## TASK 1
In the William Obront biography, rewrite the part between "Mitchell Bronfman had" and "district of Montreal).", inclusive, changing "airline" to "carrier".
## TASK 2
Summarize the William Obront biography in two sentences.

## TEXT EXCERPT
/---
William Obront (27 March 1924 – 12 October 2017), better known as "Obie", was a Canadian-American gangster and the principal money launderer for the Cotroni family of Montreal, often described as being the "Canadian Meyer Lanksy".

Criminal career

Money launderer
One of three children of Rebecca and Jacob Obront, he was born in Montreal into a family of butchers of Russian-Jewish descent. Obront began working in his uncle's butcher shop in the Atwater Market as a teenager. In the late 1940s, he opened up the Hi-Ho Cafe and the Bal Tabarin nightclub, both of which were popular with the Montreal underworld. Regular visitors to Obront's businesses included the gangsters Vincenzo Cotroni and Nicola Di Iorio of Montreal, plus Salvatore Giglio of New York's Bonanno family. In 1950, he opened up the Beret Blue nightclub alongside the gangsters Peter Adamo and Frank D'Asti. His businesses were considered to be just fronts for money laundering for the Cotroni family. By the end of the 1950s, Obront was a millionaire, and on 12 October 1961, he founded Trans-World Investment Ltd, which engaged in both legal and illegal financial ventures. One of Obront's clients was Mitchell Bronfman of the famous Bronfman family. Mitchell was the nephew of the whiskey tycoon Samuel Bronfman, who was one of Canada's richest men.

Mitchell Bronfman had opened up the Execaire Aviation Limited airline, which operated unprofitably between 1962 and 1974. Despite being a Bronfman, he was unable to access the family fortune, which was held in trust, forcing him to turn to Obront to keep his airline flying. Between 1967 and 1974, Bronfman borrowed $1,417,250 from Obront. The association with Bronfman served to give Obront credibility on Saint Jacques Street (the financial district of Montreal).
\---
## Annotation dataset items
/---
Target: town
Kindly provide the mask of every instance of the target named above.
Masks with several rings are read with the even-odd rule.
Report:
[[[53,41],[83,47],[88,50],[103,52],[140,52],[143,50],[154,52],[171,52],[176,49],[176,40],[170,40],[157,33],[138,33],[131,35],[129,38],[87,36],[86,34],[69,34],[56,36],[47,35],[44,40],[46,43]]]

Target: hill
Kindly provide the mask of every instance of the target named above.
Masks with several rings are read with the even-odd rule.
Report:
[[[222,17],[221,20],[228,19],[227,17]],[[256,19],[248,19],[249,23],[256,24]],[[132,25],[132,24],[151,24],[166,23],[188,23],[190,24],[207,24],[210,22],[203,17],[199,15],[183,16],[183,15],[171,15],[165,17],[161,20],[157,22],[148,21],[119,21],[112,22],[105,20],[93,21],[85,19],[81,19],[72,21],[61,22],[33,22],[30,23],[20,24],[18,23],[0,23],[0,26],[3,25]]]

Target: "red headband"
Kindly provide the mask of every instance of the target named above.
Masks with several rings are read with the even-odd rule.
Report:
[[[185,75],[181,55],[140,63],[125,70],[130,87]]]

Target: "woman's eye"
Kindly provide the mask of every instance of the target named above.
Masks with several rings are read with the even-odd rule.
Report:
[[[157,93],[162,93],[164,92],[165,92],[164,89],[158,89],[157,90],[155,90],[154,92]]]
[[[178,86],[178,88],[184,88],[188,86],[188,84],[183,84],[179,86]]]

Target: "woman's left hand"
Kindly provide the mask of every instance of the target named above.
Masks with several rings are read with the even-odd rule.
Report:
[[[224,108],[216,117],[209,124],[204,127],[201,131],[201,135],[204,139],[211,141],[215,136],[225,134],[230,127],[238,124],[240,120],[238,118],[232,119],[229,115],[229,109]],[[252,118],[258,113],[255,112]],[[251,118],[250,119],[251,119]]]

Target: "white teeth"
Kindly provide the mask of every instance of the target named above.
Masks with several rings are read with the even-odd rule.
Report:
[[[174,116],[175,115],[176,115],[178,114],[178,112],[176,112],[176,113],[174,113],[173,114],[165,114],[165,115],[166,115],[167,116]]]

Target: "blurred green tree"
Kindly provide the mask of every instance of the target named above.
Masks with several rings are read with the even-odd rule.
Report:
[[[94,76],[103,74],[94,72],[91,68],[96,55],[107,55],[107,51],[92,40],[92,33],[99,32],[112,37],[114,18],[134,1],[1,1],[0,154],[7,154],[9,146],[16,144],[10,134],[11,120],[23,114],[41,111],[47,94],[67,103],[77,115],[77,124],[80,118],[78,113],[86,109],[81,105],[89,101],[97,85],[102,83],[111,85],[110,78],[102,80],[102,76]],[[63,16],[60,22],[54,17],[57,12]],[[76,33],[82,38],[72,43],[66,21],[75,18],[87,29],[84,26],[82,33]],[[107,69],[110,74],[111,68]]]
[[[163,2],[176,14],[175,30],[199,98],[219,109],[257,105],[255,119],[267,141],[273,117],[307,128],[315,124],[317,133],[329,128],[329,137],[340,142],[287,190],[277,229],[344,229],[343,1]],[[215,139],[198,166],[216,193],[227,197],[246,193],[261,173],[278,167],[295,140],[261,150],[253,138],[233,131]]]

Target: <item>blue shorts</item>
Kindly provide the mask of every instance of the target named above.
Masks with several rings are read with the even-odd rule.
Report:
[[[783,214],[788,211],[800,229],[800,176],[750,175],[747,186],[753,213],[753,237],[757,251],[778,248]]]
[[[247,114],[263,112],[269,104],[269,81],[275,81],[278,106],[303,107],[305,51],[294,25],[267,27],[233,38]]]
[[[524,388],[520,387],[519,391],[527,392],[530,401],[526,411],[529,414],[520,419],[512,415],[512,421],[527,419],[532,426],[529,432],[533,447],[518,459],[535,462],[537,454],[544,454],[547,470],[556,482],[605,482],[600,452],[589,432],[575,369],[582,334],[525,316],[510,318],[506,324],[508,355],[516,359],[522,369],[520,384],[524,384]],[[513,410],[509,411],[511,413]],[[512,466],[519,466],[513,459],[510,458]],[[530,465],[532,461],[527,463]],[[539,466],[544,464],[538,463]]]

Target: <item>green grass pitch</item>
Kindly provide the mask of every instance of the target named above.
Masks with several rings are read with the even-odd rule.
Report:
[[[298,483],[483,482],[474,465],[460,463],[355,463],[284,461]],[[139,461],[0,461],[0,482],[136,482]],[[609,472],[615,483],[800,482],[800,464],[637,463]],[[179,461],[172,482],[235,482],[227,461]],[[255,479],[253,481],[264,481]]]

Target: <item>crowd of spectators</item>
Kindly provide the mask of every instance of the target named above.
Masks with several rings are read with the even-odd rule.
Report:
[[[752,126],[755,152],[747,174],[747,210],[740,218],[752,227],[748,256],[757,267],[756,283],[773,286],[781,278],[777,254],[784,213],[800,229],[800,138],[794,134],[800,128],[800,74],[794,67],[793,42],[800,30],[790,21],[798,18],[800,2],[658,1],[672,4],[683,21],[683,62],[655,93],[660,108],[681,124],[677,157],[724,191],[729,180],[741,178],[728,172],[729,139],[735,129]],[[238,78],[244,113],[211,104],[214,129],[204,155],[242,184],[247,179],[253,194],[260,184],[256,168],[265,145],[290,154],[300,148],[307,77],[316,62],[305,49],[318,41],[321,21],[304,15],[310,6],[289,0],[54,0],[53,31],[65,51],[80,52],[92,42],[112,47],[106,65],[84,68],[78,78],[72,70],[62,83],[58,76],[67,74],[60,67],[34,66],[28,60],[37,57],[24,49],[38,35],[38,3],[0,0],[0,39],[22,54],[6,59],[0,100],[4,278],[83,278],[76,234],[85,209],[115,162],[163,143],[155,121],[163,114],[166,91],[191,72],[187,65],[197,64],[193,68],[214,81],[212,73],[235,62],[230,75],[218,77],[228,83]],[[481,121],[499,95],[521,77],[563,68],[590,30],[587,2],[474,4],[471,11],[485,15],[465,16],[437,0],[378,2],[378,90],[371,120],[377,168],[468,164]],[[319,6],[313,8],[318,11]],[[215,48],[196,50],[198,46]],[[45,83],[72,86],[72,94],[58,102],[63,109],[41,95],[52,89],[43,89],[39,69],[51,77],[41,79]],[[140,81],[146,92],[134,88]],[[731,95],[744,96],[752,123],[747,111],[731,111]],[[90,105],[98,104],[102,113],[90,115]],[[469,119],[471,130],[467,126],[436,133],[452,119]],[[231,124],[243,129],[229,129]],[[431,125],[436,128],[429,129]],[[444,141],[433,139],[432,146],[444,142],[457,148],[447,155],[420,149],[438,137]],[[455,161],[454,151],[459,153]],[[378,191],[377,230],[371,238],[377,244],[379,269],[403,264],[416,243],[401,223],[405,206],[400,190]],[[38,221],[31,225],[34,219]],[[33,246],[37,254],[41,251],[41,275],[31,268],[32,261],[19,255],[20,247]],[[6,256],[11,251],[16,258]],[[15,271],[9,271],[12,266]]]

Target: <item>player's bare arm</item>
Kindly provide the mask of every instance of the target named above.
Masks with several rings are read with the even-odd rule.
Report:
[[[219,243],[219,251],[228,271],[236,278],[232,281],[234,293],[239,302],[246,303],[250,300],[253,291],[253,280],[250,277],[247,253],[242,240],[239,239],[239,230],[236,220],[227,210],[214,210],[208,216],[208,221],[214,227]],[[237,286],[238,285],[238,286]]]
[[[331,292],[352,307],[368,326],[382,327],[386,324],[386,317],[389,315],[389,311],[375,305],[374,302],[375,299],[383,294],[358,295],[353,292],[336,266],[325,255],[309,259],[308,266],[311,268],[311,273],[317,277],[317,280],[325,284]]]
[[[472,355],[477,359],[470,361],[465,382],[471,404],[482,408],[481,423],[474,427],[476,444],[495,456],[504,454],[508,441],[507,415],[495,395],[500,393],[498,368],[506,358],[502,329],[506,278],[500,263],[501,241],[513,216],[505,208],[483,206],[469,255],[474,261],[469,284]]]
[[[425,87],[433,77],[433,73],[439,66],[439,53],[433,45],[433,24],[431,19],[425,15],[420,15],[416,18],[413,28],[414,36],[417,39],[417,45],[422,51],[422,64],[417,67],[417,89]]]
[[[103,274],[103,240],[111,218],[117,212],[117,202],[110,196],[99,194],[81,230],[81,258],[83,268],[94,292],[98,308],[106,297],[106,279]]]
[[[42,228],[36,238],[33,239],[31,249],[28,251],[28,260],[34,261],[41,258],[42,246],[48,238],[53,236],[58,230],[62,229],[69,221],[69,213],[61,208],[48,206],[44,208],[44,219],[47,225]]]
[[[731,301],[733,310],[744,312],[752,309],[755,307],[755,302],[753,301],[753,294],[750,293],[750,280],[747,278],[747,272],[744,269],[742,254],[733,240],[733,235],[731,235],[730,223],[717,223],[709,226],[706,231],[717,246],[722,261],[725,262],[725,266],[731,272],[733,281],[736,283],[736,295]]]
\---
## OUTPUT 1
Mitchell Bronfman had opened up the Execaire Aviation Limited carrier, which operated unprofitably between 1962 and 1974. Despite being a Bronfman, he was unable to access the family fortune, which was held in trust, forcing him to turn to Obront to keep his carrier flying. Between 1967 and 1974, Bronfman borrowed $1,417,250 from Obront. The association with Bronfman served to give Obront credibility on Saint Jacques Street (the financial district of Montreal).

## OUTPUT 2
William Obront, known as "Obie," was a Canadian-American gangster and the principal money launderer for Montreal's Cotroni family, and the cafe and nightclubs he opened were considered fronts for that work. He became a millionaire, founded Trans-World Investment Ltd in 1961, and lent Mitchell Bronfman $1,417,250 between 1967 and 1974 to keep his unprofitable airline flying, a tie that gave Obront credibility in Montreal's financial district.